__Your instructions__: Each line from the material with the word "positive" in it must be copied.

__Dataset records__:
:::::

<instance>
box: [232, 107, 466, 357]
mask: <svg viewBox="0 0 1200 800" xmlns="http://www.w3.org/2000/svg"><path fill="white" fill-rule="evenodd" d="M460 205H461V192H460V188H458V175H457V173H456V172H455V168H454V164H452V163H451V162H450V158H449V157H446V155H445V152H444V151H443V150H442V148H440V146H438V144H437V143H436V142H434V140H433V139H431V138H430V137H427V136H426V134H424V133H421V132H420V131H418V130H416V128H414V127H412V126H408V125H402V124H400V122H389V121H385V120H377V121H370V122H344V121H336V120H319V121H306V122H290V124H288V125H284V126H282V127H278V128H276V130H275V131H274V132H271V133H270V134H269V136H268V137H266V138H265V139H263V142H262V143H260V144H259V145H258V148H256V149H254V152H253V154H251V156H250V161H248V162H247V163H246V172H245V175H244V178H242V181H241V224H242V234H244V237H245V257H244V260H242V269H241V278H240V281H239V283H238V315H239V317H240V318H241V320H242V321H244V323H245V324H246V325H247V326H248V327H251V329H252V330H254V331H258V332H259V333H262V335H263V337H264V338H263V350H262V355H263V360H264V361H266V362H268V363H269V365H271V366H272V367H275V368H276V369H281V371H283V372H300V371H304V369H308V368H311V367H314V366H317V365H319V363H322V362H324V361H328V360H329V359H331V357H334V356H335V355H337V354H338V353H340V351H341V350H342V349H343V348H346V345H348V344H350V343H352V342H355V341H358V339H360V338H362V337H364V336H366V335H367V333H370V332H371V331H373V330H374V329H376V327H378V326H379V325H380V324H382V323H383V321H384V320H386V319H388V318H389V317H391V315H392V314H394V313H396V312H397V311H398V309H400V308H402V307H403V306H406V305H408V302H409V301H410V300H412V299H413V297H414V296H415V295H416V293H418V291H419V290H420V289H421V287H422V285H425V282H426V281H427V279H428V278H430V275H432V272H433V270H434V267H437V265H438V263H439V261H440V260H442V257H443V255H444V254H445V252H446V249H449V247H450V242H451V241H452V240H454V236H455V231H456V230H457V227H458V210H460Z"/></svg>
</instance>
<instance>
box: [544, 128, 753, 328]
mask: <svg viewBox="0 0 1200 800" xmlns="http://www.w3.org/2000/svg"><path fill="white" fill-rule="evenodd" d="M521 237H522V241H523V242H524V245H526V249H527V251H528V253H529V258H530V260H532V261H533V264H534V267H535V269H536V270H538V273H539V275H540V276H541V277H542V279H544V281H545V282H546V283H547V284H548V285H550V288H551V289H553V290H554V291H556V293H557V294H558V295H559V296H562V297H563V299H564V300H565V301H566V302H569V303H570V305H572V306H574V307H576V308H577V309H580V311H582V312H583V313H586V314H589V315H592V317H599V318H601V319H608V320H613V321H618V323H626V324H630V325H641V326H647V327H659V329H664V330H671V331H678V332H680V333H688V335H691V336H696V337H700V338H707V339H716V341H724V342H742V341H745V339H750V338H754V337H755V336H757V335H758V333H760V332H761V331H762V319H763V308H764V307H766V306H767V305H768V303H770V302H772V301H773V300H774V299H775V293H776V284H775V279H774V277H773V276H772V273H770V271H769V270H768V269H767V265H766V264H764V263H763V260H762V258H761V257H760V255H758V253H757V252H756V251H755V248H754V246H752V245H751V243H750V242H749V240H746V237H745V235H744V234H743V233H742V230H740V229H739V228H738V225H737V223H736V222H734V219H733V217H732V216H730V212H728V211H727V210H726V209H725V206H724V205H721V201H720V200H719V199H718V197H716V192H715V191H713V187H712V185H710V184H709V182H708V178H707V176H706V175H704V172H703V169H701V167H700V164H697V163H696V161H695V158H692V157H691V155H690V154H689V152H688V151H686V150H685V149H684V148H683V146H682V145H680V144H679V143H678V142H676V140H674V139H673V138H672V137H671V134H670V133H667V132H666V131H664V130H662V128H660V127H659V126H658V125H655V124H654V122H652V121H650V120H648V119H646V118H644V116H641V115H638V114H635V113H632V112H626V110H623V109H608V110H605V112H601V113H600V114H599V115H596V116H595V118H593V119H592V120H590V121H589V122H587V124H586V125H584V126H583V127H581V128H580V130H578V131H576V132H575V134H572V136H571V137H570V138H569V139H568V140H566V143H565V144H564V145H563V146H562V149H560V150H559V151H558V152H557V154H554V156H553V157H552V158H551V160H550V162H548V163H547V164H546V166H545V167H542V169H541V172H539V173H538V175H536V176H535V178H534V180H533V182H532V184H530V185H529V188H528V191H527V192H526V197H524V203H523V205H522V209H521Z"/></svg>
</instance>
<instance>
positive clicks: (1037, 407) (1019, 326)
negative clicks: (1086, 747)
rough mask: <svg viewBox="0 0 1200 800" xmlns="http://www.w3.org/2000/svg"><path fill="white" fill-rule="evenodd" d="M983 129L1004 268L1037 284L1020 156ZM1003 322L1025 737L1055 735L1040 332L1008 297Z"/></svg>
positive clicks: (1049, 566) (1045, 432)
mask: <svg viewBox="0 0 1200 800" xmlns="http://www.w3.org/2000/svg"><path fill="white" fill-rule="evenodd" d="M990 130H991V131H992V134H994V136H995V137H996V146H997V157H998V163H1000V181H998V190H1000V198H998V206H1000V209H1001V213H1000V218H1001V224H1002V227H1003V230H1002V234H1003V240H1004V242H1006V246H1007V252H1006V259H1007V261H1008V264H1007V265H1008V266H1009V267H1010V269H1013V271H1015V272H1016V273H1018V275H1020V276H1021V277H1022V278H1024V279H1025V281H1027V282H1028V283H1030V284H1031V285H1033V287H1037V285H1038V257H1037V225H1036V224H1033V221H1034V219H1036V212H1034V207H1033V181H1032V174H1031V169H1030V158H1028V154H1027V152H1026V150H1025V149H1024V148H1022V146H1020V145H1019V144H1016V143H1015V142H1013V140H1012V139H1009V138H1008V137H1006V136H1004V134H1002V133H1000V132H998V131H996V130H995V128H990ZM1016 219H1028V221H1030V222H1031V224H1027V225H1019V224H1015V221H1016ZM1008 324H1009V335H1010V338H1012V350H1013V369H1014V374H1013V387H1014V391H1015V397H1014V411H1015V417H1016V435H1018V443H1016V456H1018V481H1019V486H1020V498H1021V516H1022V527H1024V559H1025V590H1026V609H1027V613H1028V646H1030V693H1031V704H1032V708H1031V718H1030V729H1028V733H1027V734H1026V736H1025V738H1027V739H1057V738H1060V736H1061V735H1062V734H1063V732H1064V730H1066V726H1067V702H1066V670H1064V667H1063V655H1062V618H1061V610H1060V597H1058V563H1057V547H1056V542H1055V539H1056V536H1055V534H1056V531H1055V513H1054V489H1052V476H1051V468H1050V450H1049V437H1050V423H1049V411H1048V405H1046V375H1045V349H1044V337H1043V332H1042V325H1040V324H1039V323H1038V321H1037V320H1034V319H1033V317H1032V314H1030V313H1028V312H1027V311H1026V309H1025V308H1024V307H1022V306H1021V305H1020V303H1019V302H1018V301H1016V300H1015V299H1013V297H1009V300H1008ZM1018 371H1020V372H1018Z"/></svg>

:::::

__Exercise result__:
positive clicks: (1037, 407) (1019, 326)
positive clicks: (1049, 566) (1045, 432)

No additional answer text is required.